Requirements: Could you rewrite only the entries from the line containing "the white built-in" through the last entry, that line included and requests kept, with every coordinate in the answers offset by adding 4 to each number?

:::::

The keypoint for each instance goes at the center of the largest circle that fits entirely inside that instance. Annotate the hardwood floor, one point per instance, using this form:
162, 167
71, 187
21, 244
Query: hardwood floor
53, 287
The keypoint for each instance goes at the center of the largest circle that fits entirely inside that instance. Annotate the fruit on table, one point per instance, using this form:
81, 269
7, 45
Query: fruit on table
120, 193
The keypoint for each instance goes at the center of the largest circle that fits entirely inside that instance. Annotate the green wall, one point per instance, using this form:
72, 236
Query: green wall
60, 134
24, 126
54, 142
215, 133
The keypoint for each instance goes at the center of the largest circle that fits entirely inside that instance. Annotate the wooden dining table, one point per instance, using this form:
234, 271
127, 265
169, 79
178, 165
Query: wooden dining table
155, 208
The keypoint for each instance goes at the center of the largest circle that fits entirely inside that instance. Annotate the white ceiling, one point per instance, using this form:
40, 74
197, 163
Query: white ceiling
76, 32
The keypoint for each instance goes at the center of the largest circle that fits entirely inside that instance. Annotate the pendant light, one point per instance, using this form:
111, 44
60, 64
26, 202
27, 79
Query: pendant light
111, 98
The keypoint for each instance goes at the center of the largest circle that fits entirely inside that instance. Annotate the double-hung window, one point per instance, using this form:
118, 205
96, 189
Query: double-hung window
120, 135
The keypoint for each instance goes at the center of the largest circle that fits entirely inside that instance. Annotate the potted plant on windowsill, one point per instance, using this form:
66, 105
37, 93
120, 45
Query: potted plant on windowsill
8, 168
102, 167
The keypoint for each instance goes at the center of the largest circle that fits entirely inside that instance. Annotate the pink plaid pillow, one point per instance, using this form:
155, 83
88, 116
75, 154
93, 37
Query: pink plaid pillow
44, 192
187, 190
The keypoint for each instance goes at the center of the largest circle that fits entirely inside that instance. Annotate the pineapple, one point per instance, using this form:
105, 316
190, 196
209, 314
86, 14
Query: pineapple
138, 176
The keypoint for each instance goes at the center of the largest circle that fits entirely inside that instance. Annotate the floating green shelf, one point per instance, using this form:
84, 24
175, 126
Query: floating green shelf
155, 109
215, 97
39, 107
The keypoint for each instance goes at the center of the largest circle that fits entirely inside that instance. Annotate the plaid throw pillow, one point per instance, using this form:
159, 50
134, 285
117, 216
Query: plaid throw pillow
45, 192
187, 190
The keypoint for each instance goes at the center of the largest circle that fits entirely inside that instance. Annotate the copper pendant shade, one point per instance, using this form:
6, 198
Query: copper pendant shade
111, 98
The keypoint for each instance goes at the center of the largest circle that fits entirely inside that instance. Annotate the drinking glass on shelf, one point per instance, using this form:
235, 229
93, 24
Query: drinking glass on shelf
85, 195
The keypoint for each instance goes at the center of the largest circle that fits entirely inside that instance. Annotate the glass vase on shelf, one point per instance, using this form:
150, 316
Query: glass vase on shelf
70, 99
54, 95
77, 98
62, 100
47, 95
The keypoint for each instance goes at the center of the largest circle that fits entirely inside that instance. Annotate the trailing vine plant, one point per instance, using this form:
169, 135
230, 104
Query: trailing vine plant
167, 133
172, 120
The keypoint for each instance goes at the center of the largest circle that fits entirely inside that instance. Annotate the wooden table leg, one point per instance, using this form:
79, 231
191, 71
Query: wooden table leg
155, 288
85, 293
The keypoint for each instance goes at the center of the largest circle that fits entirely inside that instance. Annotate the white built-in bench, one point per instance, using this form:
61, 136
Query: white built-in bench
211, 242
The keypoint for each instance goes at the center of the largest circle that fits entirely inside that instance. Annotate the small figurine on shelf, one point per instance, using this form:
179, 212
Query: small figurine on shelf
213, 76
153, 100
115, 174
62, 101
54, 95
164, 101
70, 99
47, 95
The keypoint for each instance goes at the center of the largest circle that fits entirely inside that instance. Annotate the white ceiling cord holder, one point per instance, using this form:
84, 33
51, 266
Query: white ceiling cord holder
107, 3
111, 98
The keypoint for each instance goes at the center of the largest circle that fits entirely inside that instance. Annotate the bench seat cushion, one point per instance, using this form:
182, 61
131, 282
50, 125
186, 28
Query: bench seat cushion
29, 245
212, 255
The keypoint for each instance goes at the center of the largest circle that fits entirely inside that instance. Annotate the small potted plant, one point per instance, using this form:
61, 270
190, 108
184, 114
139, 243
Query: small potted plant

:::::

Correct answer:
The keypoint for each instance goes at the center of the largest circle that fits entirely inside that instance. Annotate the white built-in bench, one point per instance, using this form:
61, 136
Query: white built-in bench
215, 246
The keypoint for each instance goes at the center of the largest circle that fits entirely inside that instance. Annotate the small figurine on shelf, one point per instance, using this form:
179, 212
Query: small figurine on shelf
217, 80
157, 104
119, 178
66, 105
58, 99
168, 105
74, 103
51, 99
The keypoint for each instance goes at the center of the largest circle that fits entirely inside that instance. Annotate the white ceiling cord holder, one point per instance, using this form:
84, 33
51, 266
Query: white ceiling cord holder
111, 7
115, 102
The keypoint for each instance goes at the center of the largest circle that fits entirely inside that instance. Annotate the bench seat cushion, one point per instance, using this form:
182, 61
131, 282
50, 125
186, 28
Query: bench seat cushion
33, 249
216, 259
The keypoint for each instance goes at the center of the largest circle that fits entirely inside that instance. Annotate the small potted plant, one point per instance, using this form:
61, 270
190, 108
184, 114
139, 243
Query: small potted plant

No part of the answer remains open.